Data to use -
========

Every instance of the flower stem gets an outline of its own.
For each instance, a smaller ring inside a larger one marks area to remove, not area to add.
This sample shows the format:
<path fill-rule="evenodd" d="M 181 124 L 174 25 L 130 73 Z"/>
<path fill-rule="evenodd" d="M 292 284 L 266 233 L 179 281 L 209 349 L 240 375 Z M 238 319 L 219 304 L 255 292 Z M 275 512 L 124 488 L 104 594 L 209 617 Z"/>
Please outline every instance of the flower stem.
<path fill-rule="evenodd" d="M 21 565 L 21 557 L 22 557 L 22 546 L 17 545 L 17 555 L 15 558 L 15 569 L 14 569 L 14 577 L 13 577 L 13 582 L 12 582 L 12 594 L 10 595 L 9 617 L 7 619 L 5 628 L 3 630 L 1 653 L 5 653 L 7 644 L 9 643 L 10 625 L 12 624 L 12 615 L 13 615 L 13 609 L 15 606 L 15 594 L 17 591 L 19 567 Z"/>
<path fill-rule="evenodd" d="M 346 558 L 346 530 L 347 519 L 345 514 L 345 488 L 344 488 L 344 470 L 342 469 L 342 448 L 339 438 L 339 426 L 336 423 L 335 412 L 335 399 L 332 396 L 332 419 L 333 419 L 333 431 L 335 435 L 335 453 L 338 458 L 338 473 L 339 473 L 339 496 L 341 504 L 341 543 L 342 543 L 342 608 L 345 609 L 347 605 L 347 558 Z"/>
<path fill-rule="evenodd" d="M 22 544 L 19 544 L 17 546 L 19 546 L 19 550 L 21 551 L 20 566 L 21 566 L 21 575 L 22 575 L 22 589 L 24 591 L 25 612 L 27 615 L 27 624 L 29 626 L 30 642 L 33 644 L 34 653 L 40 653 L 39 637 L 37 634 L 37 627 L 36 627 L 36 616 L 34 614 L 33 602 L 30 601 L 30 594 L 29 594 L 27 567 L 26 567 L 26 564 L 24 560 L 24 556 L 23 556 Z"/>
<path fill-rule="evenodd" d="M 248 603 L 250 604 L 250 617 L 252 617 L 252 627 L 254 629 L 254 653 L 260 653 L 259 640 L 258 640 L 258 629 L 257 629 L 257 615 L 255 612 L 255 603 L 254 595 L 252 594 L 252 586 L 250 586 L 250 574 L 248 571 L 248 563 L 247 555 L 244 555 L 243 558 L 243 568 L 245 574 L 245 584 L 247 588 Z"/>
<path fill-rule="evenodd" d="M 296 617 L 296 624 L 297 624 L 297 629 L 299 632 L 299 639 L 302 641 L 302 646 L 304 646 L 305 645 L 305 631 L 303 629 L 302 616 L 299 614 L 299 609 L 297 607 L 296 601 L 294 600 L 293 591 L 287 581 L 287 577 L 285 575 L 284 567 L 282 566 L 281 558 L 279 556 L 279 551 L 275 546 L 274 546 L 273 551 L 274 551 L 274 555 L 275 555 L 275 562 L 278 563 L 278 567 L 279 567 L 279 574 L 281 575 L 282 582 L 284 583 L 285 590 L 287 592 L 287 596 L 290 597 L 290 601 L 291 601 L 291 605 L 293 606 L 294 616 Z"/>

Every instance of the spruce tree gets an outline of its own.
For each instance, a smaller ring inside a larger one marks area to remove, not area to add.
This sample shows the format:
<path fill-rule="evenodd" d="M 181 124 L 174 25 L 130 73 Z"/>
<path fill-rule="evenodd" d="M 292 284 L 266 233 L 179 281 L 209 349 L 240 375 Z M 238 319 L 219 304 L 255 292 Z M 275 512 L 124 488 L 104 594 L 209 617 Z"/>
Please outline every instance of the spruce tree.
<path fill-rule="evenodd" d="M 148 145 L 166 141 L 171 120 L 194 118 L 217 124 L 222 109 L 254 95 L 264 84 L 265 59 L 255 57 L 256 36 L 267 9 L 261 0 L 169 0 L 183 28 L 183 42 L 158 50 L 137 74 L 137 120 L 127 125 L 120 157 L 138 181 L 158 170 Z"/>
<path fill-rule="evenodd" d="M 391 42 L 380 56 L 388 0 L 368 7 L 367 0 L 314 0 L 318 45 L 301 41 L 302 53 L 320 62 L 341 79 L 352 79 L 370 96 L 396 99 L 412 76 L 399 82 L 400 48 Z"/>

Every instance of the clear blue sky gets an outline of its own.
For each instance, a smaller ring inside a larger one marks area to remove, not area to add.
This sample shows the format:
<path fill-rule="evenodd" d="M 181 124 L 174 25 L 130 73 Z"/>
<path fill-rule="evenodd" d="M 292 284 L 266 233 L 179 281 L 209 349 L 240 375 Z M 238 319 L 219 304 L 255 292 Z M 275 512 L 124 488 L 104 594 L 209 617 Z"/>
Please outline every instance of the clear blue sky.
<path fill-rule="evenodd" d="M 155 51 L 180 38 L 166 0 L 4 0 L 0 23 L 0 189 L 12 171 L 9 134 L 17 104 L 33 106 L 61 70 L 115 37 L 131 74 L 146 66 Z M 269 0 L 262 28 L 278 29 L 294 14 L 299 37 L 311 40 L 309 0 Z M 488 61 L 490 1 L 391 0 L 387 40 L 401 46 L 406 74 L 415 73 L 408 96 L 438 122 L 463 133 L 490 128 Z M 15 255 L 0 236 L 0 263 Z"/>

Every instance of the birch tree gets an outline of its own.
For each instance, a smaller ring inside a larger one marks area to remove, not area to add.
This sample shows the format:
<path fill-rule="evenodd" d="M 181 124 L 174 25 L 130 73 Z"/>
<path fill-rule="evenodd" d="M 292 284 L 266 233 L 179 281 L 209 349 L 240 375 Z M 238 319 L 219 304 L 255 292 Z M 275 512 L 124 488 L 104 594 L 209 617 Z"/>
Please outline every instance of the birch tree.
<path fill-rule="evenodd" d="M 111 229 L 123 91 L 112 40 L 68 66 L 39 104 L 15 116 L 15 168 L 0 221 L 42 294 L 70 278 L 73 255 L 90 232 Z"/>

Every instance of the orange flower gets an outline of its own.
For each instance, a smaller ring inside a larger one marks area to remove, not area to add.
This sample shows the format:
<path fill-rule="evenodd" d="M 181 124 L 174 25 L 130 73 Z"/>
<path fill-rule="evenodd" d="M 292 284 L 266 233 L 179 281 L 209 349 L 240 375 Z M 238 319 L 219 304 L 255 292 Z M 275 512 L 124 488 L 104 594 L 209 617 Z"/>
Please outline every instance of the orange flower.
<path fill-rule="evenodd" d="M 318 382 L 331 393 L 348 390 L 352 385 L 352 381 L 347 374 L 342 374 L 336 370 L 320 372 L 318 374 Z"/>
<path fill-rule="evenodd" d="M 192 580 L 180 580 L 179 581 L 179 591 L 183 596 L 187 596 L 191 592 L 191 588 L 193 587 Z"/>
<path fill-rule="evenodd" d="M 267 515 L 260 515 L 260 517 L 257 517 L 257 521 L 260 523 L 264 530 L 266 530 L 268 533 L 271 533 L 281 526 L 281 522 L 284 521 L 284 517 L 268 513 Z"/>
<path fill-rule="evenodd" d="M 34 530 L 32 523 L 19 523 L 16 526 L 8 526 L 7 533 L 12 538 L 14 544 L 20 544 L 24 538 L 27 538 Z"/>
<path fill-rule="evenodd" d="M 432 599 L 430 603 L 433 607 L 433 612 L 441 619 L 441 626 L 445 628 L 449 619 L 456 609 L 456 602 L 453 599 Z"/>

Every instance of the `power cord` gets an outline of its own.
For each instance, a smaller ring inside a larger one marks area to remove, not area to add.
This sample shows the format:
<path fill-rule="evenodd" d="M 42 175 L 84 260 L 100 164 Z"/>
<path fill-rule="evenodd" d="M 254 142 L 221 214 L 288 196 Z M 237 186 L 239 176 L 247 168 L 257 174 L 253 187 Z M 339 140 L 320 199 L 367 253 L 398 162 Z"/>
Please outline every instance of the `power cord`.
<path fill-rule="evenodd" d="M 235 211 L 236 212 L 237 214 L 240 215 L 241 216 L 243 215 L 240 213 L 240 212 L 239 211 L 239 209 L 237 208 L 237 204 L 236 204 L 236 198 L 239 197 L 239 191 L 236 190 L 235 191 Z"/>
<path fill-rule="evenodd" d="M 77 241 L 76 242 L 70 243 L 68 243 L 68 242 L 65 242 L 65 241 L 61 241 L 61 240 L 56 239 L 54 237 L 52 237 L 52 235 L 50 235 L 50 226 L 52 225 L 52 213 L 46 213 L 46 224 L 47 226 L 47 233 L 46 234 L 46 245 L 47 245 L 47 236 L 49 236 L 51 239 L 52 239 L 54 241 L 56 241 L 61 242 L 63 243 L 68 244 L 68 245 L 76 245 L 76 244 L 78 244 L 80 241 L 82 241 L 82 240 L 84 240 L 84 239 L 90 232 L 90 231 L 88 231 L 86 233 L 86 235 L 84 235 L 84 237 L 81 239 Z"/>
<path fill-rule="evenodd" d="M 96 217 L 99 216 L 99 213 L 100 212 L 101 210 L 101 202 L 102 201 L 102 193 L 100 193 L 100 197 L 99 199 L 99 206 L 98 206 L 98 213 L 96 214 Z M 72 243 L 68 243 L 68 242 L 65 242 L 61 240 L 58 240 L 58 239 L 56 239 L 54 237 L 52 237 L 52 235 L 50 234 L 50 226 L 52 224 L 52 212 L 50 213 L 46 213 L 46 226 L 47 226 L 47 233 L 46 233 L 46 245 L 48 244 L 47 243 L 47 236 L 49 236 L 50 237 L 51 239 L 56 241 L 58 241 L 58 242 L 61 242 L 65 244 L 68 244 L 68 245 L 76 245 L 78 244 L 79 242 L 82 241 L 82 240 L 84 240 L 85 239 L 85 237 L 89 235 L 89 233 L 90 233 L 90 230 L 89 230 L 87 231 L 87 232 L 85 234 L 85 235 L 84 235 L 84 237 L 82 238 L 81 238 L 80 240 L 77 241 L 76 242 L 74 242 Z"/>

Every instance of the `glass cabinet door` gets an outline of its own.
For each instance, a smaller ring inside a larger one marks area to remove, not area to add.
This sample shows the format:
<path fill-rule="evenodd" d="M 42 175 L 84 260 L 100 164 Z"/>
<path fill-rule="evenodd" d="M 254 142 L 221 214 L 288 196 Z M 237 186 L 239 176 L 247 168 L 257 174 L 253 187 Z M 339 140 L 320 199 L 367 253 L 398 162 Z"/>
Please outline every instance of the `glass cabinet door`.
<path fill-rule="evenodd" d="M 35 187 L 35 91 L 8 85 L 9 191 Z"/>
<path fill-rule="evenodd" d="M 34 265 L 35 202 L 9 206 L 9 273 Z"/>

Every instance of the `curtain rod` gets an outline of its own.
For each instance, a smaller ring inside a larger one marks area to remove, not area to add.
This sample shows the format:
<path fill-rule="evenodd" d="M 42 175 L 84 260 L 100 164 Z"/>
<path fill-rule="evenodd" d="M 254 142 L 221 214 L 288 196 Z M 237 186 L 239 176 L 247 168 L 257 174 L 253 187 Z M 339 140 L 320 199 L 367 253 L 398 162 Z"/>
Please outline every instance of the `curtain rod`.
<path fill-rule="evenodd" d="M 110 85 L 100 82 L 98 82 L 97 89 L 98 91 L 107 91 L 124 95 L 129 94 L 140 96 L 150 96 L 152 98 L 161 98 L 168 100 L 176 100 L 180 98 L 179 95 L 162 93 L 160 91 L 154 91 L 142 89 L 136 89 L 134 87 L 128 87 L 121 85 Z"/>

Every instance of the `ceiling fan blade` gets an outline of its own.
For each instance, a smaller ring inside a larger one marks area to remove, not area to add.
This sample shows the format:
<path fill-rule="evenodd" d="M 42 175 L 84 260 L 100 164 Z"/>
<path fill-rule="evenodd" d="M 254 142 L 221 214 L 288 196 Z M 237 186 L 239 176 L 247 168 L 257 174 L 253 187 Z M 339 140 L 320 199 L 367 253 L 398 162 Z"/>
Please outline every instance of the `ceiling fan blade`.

========

Request -
Gather every line of the records that contains the string "flower". Case counts.

Answer for the task -
Every instance of the flower stem gets an outline of its own.
Please outline every instance of the flower stem.
Every instance of the orange flower gets an outline of its own.
Please outline every instance of the orange flower.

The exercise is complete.